Goal of the exercise.
Return, unchanged, every line of the data that contains the string "instance".

Supplied information.
· · · · ·

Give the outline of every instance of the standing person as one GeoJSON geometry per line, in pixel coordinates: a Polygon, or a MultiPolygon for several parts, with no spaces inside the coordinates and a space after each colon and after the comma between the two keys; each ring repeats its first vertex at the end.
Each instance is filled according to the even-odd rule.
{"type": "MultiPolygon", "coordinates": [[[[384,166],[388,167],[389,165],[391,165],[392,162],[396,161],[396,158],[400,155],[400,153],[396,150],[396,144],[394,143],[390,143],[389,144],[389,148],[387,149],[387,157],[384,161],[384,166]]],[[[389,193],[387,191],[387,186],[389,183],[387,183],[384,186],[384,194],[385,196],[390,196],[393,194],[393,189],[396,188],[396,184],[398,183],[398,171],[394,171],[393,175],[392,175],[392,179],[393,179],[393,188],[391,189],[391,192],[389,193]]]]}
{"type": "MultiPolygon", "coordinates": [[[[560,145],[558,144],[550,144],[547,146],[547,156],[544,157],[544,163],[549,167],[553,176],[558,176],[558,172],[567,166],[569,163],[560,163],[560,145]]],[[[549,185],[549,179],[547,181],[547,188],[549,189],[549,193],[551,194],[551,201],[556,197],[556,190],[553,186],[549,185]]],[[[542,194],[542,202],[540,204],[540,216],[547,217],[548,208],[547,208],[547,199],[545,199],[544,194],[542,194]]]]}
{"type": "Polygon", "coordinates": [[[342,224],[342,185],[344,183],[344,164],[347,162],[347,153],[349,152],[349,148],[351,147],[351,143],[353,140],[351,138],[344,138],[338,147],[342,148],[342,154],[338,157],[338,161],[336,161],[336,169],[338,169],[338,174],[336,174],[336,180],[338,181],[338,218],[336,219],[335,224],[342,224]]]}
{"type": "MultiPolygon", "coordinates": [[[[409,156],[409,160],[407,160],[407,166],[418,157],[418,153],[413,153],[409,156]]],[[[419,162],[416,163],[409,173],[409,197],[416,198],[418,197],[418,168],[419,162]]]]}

· · · · ·

Exercise response.
Give the outline of every instance of the standing person as one GeoJSON geometry per line, in pixel coordinates: a Polygon, or a MultiPolygon for several parts, with no spaces inside the coordinates and a space after each colon and after the comma between the two keys; each ring repeats its first vertex at the end.
Each instance is filled according to the even-odd rule.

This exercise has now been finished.